> TRECHO DA PÁGINA:

= = = = = = =

Estive, como diretor do Observatório da Mineração, no evento World Press Freedom Day, organizado pela UNESCO este ano em Santiago no Chile. A comemoração do Dia Mundial da Liberdade de Imprensa teve como tema o jornalismo diante da crise ambiental.
Moderei um painel sobre mineração de carvão e minerais críticos, escassez hídrica e ataques aos jornalistas no Brasil, na América Latina e na Rússia.
Organizada pelo Journalism Fund Europe e a Justice for Journalists, conduzi a mesa que contou com o jornalista colombiano Omar Vera, do El Turbión, responsável por uma série de matérias investigativas sobre os impactos da mineração de carvão da trader suíça Glencore na Colômbia e Paloma Dupont, jornalista franco-chilena que realizou matérias especiais sobre a morte de três ambientalistas que defendiam o direito à água em três países diferentes, incluindo o Brasil.
É a mesma Glencore que virou dona da Mineração Rio do Norte (MRN) e agora controla a cadeia da bauxita e do alumínio, herdando um complexo de barragens extremamente problemático que se soma ao histórico de corrupção e violações de direitos em vários países, como mostrei recentemente no Observatório da Mineração.
A mesa ainda exibiu um trecho do documentário “Black Snow”, feito por Alina Simone sobre a jornalista russa Natalia Zubkova, que enfrenta perseguição e diversas ameaças por denunciar a mineração de carvão em seu país.
Na introdução, fiz um breve apanhado sobre o cenário que inclui a América Latina como o centro de centenas de mortes de ambientalistas e jornalistas nas últimas duas décadas, com a mineração e o agronegócio liderando como os principais setores envolvidos, de acordo com relatório anual da Global Witness.
Levantamentos da própria ONU, do Comitê de Proteção a Jornalistas e da Repórteres Sem Fronteiras confirmam o grave cenário que comunicadores enfrentam para contar a história de líderes comunitários, indígenas, quilombolas e ativistas que buscam defender seus territórios do avanço de grandes mineradoras, grileiros e latifundiários, entre outros criminosos.
A expansão de minerais críticos, fundamentais para energias renováveis, carros elétricos, alta tecnologia e toda uma gama de setores, já coloca ainda mais pressão sobre os países do Sul Global e o incremento da extração mineral em diversas regiões costuma ser encarado de modo acrítico pela indústria, ignorando as violações de direitos humanos, destruição de mananciais, poluição da água, do ar, conflitos por terra e aumento substancial da violência, entre outros.
Os quase 10 anos de atuação desse Observatório da Mineração e as centenas de matérias e relatórios que produzimos até o momento ilustram como o atual modelo mineral não pode simplesmente ser replicado de modo ainda mais veloz sem mudanças significativas para que o marketing “verde e sustentável” da indústria não vire apenas mais um capítulo orquestrado de cooptação, lucro e destruição.

= = = = = = =

> OBJETIVO A: Monte um CSV de duas colunas, "texto" e "resposta", com os registros, começando no início deles e indo até a linha que contém "83, 278, 137]]", incluindo essa linha. Cada pedido com sua resposta vira uma linha do CSV, com cada campo entre aspas e as quebras de linha trocadas por espaços.

= = = = = = =

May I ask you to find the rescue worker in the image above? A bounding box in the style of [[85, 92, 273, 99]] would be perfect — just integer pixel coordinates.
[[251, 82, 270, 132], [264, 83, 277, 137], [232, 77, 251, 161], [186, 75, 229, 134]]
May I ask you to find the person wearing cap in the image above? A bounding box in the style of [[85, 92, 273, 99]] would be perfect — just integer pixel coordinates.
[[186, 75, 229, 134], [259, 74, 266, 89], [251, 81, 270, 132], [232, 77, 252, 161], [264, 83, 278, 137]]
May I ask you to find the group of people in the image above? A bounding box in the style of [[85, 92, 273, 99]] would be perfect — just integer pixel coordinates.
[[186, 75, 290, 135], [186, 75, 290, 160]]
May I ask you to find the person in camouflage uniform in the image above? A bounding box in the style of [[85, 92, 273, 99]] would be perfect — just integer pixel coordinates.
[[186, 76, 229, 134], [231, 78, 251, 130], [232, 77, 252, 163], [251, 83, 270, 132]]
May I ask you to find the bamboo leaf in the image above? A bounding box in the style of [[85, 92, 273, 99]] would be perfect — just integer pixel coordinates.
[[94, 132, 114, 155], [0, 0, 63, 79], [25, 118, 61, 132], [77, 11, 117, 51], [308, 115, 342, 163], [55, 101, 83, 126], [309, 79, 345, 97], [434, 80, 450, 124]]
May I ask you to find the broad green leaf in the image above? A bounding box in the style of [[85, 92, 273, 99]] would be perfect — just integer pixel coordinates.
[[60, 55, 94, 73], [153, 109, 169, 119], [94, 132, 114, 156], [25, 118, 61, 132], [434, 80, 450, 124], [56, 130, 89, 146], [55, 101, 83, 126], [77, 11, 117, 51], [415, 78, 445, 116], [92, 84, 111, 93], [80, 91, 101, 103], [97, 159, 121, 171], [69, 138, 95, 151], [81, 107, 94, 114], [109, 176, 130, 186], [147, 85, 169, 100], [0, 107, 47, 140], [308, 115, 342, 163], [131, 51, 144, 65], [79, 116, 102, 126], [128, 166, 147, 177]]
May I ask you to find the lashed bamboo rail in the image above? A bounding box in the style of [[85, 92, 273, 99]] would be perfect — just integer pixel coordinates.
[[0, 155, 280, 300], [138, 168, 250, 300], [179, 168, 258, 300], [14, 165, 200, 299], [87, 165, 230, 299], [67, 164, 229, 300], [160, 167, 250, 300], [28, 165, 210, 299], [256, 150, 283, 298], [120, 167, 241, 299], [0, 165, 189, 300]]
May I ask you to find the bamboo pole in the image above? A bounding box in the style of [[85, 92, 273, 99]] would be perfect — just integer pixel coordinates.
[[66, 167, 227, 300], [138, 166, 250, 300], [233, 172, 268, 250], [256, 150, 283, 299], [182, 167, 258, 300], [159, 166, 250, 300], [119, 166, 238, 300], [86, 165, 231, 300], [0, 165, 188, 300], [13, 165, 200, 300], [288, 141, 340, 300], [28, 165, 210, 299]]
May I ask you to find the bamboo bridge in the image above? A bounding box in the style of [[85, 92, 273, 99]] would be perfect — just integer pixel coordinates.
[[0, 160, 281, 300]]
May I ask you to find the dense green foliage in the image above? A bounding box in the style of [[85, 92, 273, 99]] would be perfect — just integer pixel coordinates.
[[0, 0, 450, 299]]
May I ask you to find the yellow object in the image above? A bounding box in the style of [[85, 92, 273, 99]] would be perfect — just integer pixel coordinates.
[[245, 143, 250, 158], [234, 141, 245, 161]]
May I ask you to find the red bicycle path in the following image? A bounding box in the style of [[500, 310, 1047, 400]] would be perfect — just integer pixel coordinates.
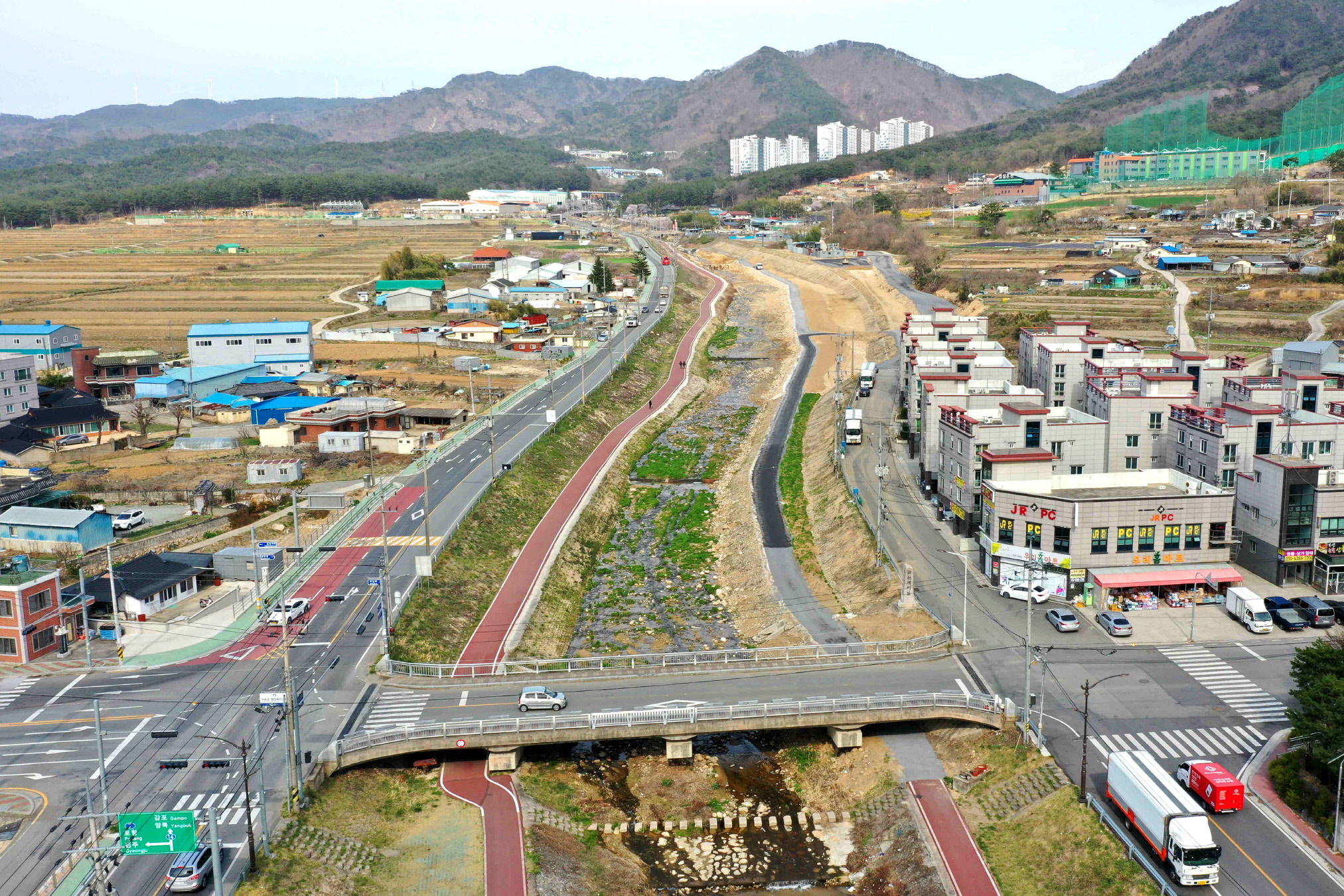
[[457, 248, 729, 674], [438, 759, 527, 896], [909, 781, 1000, 896]]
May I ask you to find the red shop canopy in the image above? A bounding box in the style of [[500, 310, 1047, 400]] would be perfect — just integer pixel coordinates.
[[1092, 567, 1242, 589]]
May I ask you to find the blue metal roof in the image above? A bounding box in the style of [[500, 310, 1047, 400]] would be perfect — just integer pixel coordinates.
[[187, 321, 313, 337]]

= = = = = = =

> OBJETIVO B: Liste todos os jornalistas citados pelo nome no trecho sobre o Dia Mundial da Liberdade de Imprensa.

> RESPOSTA FINAL A:
texto,resposta
"May I ask you to find the rescue worker in the image above? A bounding box in the style of [[85, 92, 273, 99]] would be perfect — just integer pixel coordinates.","[[251, 82, 270, 132], [264, 83, 277, 137], [232, 77, 251, 161], [186, 75, 229, 134]]"
"May I ask you to find the person wearing cap in the image above? A bounding box in the style of [[85, 92, 273, 99]] would be perfect — just integer pixel coordinates.","[[186, 75, 229, 134], [259, 74, 266, 89], [251, 81, 270, 132], [232, 77, 252, 161], [264, 83, 278, 137]]"

> RESPOSTA FINAL B:
Omar Vera
Paloma Dupont
Natalia Zubkova